==== Excerpted passage ====
In [1]:
import numpy as np
import torch
import torch.nn as nn
import torch.nn.functional as F
from torch.utils.data import Dataset, DataLoader
from torch import optim
torch.set_default_tensor_type(torch.cuda.FloatTensor if torch.cuda.is_available() else torch.FloatTensor)
print(torch.cuda.is_available())

True


In [28]:
class SongDataTrain(Dataset):
    def __init__(self, path):
        with np.load(path) as f:
            data = f['X']
            labels = list(f['T'])
        self.data = torch.tensor(data)
        label_set = set(labels)
        mapping = {}
        for count, i in enumerate(label_set):
            mapping[i] = count
        targets = np.zeros(len(labels))
        for i in range(len(targets)):
            targets[i] = mapping[labels[i]]
        self.targets = torch.tensor(targets, dtype=torch.long)
        
        indices = np.random.choice(np.arange(len(self.targets)), len(self.targets), replace=False)
        self.targets = self.targets[indices[int(.1 * len(self.targets)):]]
        self.data = self.data[indices[int(.1 * len(self.data)):]]
    def __getitem__(self, index):
        return (self.data[index], self.targets[index])
====
What is needed »
Could you extend the PyTorch song-dataset notebook beyond its final line?
==== Listing ====
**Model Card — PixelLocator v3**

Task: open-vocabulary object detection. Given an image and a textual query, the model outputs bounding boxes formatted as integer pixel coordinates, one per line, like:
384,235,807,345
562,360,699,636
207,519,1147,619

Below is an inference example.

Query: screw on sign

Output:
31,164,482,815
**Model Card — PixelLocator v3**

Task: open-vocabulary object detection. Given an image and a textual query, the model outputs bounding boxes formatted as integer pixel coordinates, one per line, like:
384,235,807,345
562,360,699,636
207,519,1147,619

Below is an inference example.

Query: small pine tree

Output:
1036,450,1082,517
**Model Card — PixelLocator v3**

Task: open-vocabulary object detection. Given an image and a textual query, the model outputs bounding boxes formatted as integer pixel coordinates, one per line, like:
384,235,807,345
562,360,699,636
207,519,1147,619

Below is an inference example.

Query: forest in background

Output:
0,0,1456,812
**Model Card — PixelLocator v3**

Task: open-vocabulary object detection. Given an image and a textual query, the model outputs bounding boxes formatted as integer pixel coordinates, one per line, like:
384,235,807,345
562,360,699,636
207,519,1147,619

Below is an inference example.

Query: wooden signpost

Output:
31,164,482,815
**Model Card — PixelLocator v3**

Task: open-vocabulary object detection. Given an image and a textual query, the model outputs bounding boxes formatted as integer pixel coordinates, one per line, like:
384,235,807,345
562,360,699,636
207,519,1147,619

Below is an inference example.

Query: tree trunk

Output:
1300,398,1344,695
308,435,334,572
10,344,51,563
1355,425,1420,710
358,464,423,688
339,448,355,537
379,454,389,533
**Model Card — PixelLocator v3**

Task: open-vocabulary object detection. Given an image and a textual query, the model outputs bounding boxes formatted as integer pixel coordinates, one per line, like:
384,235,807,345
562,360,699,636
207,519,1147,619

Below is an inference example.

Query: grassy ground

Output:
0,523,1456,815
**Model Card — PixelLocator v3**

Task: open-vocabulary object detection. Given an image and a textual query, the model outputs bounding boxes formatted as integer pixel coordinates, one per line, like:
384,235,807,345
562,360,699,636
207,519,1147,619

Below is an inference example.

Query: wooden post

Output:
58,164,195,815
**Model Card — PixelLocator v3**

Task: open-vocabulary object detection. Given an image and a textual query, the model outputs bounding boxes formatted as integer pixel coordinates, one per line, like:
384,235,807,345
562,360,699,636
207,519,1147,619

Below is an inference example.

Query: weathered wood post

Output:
====
Expected answer »
    def __len__(self):
        return (len(self.targets))
class SongDataTest(Dataset):
    def __init__(self, path):
        with np.load(path) as f:
            data = f['X']
            labels = list(f['T'])
        self.data = torch.tensor(data)
        label_set = set(labels)
        mapping = {}
        for count, i in enumerate(label_set):
            mapping[i] = count
        targets = np.zeros(len(labels))
        for i in range(len(targets)):
            targets[i] = mapping[labels[i]]
        self.targets = torch.tensor(targets, dtype=torch.long)
        
        indices = np.random.choice(np.arange(len(self.targets)), len(self.targets), replace=False)
        self.targets = self.targets[indices[:int(.1 * len(self.targets))]]
        self.data = self.data[indices[:int(.1 * len(self.data))]]
        print(mapping)
    def __getitem__(self, index):
        return (self.data[index], self.targets[index])
    def __len__(self):
        return (len(self.targets))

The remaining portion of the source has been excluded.